• _Written problem a_: Extract every line of the records that contains the word "white", copying each line in full; matching is case-sensitive.

# Start of Source excerpt

On Sun, Sep 1, 2013 at 7:26 PM, Grant Grundler <grundler@xxxxxxxxxxxx> wrote:
> On Fri, Aug 30, 2013 at 9:19 PM, Jens Axboe <axboe@xxxxxxxxx> wrote:
>> On Fri, Aug 30 2013, Grant Grundler wrote:
> ...
>>> This puts the
>>> burden on the user to "reverse engineer" which read workload
>>> corresponds to the previous write workload.
>>
>> That's obviously true, you can't just verify a "disk" and expect that to
>> work. But you CAN change rw=some-kind-of-write to
>> rw=similar-kind-of-read and expect it to verify correctly. And it does.
>
> Ok - That

...it works doesn't surprise me. My point is the user has to know how
to map "some-kind-of-write" to "similar-kind-of-read" *and* result in
the exact same generation numbers for the "verify reads". This feels
"fragile" to me since it's implied behavior and not explicit behavior.

>>> I'd prefer we break this feature and replace it with a  "data rention
>>> check" parameter. It would be alot easier if one can run the exact
>>> same command line later but just add --data_retention_check to
>>> indicate it doesn't need to actually re-run the workload (reads or
>>> writes).
>>>
>>> How do you want to proceed?
>>
>> I'm fine with adding some option to control this, but I would not like
>> to breka the existing behaviour. People actually rely on that.
>
> Ok.
>
>> Consider
>> a job file with all the settings in the global part. The write and read
>> parts are separate, you invoke fio with the --section= you want to run.
>> That's the use case of the read verifies, not guessing on what you
>> originally ran and attempt to verify that.

# End of Source excerpt
# Start of Dataset

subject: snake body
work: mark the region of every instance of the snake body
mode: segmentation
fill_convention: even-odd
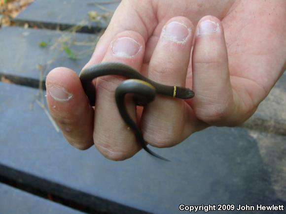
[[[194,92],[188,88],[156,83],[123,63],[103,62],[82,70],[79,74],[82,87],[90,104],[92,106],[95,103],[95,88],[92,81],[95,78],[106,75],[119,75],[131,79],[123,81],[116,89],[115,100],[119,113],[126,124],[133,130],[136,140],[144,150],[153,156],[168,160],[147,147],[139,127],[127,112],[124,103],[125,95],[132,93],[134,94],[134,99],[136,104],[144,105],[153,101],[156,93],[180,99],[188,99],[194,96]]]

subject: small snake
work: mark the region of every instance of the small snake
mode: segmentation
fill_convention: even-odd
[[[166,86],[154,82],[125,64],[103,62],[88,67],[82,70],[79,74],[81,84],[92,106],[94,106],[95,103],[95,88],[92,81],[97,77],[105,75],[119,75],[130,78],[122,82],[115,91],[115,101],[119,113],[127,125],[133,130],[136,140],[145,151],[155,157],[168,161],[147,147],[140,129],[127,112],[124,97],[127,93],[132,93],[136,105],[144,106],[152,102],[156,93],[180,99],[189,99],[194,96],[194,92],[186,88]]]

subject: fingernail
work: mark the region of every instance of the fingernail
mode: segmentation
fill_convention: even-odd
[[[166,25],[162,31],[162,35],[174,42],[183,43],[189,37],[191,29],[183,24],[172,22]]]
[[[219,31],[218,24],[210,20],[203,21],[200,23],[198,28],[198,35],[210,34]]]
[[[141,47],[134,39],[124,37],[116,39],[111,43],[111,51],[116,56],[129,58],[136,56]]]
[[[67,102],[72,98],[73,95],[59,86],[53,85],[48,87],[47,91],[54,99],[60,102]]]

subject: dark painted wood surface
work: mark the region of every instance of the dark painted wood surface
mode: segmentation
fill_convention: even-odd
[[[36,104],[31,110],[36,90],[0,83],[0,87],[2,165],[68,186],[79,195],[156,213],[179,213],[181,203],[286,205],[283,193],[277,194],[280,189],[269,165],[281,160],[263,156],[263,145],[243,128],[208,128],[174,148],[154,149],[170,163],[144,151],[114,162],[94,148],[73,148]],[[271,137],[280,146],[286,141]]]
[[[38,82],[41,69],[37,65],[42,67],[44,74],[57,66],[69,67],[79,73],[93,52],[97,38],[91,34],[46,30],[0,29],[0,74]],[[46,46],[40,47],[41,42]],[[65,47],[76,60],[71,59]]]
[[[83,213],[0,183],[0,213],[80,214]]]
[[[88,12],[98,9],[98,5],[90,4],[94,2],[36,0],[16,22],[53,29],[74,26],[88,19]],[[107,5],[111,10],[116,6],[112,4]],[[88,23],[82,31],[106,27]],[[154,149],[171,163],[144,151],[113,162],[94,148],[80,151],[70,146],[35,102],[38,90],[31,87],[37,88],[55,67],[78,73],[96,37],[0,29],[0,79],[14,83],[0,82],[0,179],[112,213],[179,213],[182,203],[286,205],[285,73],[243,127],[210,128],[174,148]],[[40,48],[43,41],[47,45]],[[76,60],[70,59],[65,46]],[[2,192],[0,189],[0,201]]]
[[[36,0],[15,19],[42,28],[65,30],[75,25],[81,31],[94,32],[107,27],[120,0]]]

# End of Dataset
# Start of Dataset

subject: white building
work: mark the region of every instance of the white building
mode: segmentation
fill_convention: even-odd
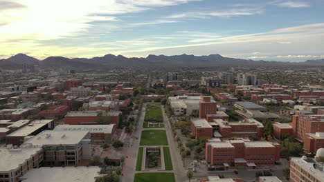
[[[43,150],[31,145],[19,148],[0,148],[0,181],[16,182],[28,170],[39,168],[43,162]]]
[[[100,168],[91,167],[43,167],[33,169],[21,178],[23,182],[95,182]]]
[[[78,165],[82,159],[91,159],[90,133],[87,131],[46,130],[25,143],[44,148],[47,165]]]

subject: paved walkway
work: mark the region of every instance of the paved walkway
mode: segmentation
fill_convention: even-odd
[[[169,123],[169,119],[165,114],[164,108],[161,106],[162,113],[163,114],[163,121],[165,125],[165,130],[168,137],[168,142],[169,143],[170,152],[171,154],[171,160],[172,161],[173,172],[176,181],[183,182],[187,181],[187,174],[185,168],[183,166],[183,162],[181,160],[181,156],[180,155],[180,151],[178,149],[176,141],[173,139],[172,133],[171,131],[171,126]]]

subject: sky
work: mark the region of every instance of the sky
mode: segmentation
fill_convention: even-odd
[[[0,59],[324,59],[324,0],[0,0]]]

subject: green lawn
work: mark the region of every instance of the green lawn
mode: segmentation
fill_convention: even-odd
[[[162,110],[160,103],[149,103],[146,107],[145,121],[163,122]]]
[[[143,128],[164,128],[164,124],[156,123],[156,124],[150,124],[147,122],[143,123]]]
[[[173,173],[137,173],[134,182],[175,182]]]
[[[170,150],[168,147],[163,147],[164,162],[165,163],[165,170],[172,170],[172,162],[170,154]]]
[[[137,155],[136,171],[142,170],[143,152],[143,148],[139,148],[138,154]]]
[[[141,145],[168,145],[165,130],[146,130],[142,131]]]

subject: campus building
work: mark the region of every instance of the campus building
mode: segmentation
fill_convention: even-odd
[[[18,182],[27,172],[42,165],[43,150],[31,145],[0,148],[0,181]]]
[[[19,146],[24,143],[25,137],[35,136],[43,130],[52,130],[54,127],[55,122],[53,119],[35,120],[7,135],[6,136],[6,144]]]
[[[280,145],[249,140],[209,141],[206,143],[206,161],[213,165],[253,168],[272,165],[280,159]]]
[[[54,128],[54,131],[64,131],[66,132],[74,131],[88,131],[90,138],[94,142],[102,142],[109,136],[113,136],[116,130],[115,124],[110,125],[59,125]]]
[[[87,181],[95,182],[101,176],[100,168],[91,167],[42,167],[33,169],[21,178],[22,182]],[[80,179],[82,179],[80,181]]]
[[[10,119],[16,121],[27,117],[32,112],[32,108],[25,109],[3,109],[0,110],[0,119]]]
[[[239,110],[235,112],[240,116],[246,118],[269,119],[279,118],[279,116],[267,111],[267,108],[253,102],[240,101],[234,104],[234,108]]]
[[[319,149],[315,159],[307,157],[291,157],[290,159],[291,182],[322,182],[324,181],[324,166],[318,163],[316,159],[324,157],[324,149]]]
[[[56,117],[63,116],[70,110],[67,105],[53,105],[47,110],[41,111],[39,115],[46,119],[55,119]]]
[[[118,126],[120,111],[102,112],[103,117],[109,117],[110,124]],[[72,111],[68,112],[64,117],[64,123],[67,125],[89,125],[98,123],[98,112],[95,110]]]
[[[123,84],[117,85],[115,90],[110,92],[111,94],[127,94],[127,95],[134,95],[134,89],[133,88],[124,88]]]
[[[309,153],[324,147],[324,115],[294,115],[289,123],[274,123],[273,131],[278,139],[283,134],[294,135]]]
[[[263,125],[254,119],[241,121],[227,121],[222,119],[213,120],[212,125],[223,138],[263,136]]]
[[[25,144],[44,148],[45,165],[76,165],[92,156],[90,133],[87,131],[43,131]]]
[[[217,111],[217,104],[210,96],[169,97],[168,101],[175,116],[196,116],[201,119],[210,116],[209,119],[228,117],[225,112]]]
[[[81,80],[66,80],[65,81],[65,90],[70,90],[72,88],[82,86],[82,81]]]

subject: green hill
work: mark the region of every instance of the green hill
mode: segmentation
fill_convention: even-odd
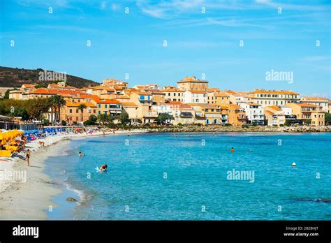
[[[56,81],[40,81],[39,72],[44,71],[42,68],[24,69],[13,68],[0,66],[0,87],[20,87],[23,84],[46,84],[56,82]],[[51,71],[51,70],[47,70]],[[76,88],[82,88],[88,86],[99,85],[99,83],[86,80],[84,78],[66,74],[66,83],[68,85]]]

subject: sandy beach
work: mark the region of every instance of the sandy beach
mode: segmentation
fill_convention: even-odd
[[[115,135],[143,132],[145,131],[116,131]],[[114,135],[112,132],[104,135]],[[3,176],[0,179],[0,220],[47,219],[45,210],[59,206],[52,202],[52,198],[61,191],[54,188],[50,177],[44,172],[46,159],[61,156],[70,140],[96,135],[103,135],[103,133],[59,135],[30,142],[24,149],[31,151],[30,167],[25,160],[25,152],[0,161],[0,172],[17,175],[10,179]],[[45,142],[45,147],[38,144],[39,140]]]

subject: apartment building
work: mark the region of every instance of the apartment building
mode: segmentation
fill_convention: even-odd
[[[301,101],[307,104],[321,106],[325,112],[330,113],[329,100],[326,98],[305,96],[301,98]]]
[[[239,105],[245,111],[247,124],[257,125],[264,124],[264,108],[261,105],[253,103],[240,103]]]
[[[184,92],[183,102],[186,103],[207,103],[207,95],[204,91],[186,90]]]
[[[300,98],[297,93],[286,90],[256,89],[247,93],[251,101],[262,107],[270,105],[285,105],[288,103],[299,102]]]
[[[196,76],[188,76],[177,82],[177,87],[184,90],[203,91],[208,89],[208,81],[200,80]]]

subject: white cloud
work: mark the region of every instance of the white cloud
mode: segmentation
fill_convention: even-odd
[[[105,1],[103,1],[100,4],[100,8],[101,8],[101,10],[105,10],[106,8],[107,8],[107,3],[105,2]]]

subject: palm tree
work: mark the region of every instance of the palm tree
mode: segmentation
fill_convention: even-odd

# End of Dataset

• _Written problem b_: Repeat the passage of the email excerpt verbatim from "On Sun, Sep" to "previous write workload.".

• _Worked answer a_:
subject: white building
work: mark the region of every instance of the white building
subject: white cloud
work: mark the region of every instance of the white cloud

• _Worked answer b_:
On Sun, Sep 1, 2013 at 7:26 PM, Grant Grundler <grundler@xxxxxxxxxxxx> wrote:
> On Fri, Aug 30, 2013 at 9:19 PM, Jens Axboe <axboe@xxxxxxxxx> wrote:
>> On Fri, Aug 30 2013, Grant Grundler wrote:
> ...
>>> This puts the
>>> burden on the user to "reverse engineer" which read workload
>>> corresponds to the previous write workload.